- Page extract:
◇ ◇ ◇
Posted on February 10, 2015 in Planetby Daniel Lombraña GonzálezPutting all your heart in what you do makes the difference. Why? Because as the
Baron says in the movie, The Cat
Returns, the creation is given a
soul.
On December 4 of 2014, we got the very wonderful news that
Crowdcrafting was recognized as one of the social
technological companies of the year.
Wining this price has been amazing, a recognition to our really hard to make our
Crowdcrafting site robust, scalable and stable.
TL;DR as this is going to describe our current infrastructure and how we run
Crowdcrafting, so you are advised!
HTTP Load Balancer
We host all our services in Rackspace. The reason? Well, they’ve a handy
calculator that allows us to estimate how much is going to cost us running our
services there, and I love it. Basically, because they don’t lie, and the
numbers fit.
One of the nice features that Rackspace offers, is the option to enable an
HTTTP load balancer for your cloud servers. This simplifies a lot our set up,
and we’ve configured it to balance the incoming requests to our PyBossa
servers.
Therefore, when a user requests a page from Crowdcrafting, the first service
that it’s contacted is the load balancer. The balancer will distribute the
requests to our PyBossa servers.
Nginx & uWSGI
Once the request has been redirected to one of the PyBossa servers, the request
hits the Nginx server. Nginx, checks its sites enabled, and directs the request
to our PyBossa Flask application written in Python. At this point, the server
is contacted and served via the uWSGI middleware, that will take care of moving
the request through our infrastructure.
◇ ◇ ◇
- Supplied data:

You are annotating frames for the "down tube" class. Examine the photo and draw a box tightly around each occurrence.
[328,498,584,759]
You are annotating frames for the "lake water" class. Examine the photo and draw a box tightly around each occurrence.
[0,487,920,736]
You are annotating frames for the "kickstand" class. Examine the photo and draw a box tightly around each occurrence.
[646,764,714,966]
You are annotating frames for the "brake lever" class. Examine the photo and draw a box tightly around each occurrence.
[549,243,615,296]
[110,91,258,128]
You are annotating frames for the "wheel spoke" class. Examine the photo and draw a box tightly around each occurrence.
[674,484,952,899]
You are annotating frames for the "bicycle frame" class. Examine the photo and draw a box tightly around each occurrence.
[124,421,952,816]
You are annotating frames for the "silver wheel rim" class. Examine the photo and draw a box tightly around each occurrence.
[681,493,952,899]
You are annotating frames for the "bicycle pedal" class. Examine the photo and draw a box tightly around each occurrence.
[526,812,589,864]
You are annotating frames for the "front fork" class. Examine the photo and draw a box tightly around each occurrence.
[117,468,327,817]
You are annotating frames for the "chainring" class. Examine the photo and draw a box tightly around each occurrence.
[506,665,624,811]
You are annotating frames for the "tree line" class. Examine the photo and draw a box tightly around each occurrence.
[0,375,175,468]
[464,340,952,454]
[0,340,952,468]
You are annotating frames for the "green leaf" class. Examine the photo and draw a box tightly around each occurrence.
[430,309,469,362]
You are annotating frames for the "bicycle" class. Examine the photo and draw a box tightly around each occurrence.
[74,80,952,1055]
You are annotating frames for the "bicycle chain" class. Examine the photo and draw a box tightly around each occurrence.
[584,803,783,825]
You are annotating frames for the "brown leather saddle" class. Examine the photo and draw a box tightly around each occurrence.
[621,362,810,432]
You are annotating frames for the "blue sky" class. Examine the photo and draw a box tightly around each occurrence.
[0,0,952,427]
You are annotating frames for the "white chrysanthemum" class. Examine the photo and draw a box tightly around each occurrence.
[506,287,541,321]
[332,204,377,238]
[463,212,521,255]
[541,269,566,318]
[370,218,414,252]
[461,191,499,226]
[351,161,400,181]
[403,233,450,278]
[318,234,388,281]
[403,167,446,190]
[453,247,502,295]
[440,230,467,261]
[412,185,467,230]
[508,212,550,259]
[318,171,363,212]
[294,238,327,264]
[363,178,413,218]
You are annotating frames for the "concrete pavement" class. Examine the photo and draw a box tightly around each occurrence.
◇ ◇ ◇
- Written task 1: In one to three sentences, explain why the Crowdcrafting infrastructure post says its services are hosted in Rackspace.
- Written task 2: Print the part of the Crowdcrafting infrastructure post that begins at the words "Therefore, when a" and stops after the words "through our infrastructure.".
- Written task 3: According to the Crowdcrafting infrastructure post, on what date did the team learn that Crowdcrafting had been recognized as one of the social technological companies of the year?
The items have no connection to the Crowdcrafting infrastructure post.

- Complete answer 1: Rackspace provides a handy calculator for estimating what running the services there will cost. The author trusts it because the estimates are honest and the numbers fit.

- Complete answer 2:
Therefore, when a user requests a page from Crowdcrafting, the first service
that it’s contacted is the load balancer. The balancer will distribute the
requests to our PyBossa servers.
Nginx & uWSGI
Once the request has been redirected to one of the PyBossa servers, the request
hits the Nginx server. Nginx, checks its sites enabled, and directs the request
to our PyBossa Flask application written in Python. At this point, the server
is contacted and served via the uWSGI middleware, that will take care of moving
the request through our infrastructure.

- Complete answer 3: December 4, 2014.